EXTRACTO DEL DOCUMENTO:
---*---

Una tarde, tras navegar media hora por la web de Interrail y no entender nada, bajo a la estación de Atocha a hacer las cosas como se han hecho toda la vida: no entendiendo nada, pero no frente a una pantalla, sino frente a una persona; el contacto humano. Solo hay una ventanilla que tenga la máquina que imprime interrails. “¿Pero el Interrail es para usted?”. Me puede tutear. “Digo que si es para usted…”, insiste. Confirmo. “¿Y dónde quiere ir?”. Bueno, hay una película en que sale Ethan... “A ver, que me diga dónde quiere acabar para ver qué modalidad le conviene más”.
Compro el billete y el señor muy amablemente se ofrece a reservarme los dos primeros tramos. De Madrid a Barcelona y, desde allí, a Lyon. “36 euros”, me dice. Pero si acabo de cascar 300 por el billete. En cinco minutos me he dejado más de la mitad del presupuesto y aún no he comido. Ni he reservado un mísero albergue. “Te traigo fuet de Barcelona”, me informa un colega. “Con esto comes en Lyon como un rey”, me dice no sé si irónico o empático, pero ahora mismo me la trae al pairo, estoy desesperado y aún no he salido. Cojo el fuet. Al cabo de media hora no queda nada. Nos lo hemos comido en la redacción. “Mortadela, la solución es la mortadela”. Estoy departiendo en una terraza de Lavapiés con una amiga, vecina y especialista en viajes de presupuesto limitado.

---*---

DATOS EXTRAÍDOS:
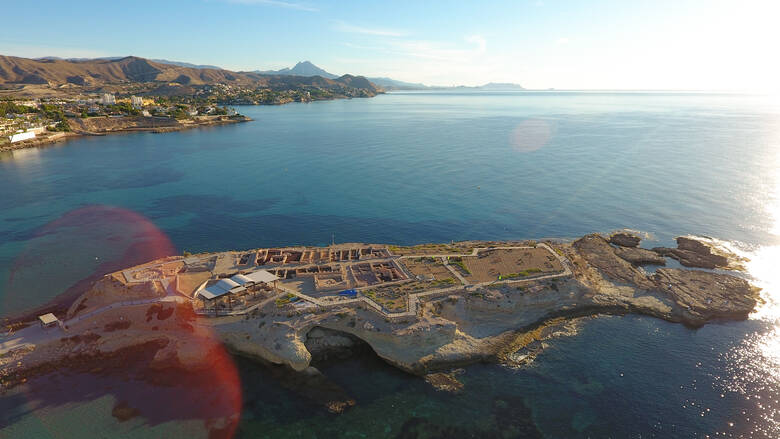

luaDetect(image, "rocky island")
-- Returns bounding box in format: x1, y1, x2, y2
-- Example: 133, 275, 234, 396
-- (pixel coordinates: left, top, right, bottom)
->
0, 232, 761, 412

---*---

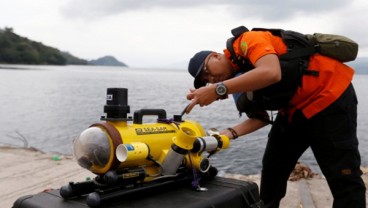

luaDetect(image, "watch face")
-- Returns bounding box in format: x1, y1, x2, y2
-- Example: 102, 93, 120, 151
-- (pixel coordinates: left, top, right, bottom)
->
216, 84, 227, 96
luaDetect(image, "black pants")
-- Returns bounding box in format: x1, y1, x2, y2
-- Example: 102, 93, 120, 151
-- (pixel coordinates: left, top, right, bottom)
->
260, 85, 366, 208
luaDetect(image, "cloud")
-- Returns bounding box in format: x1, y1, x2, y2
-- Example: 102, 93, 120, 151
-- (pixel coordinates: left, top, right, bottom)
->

---*---

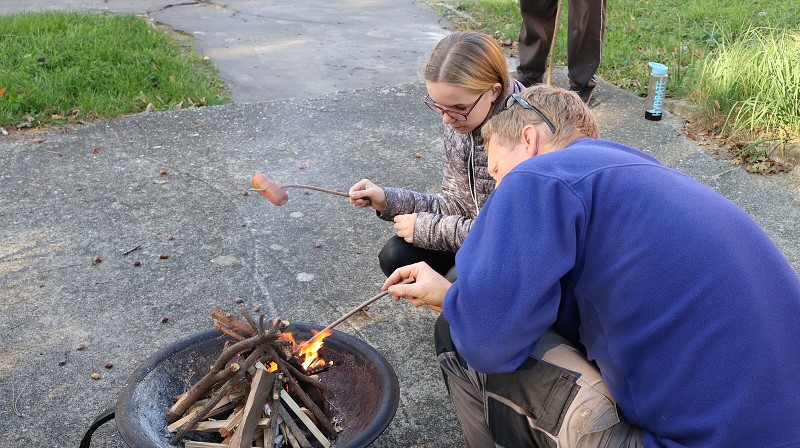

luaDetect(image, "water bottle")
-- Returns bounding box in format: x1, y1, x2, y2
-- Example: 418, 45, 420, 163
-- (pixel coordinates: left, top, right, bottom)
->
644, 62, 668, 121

---*---

TAREA: Prolonga el relato sobre el viaje en Interrail a partir de su última frase.

TU RESPUESTA:
“Compras pan, embutido de gama baja en un súper y te vas a un parque. No te olvides la navaja y nada de taxis”. Más tarde, alrededor de unas cervezas, alguien —frente a su hija de 19 añazos— recuerda todos los interrailes que hizo en los noventa. La verdad es que suenan a fascinantes aventuras… si tienes 25 años. Mañana cojo el primer tren. Olvídense de Antes del amanecer. ¿Les gusta Mr. Bean? Pues acompáñenme.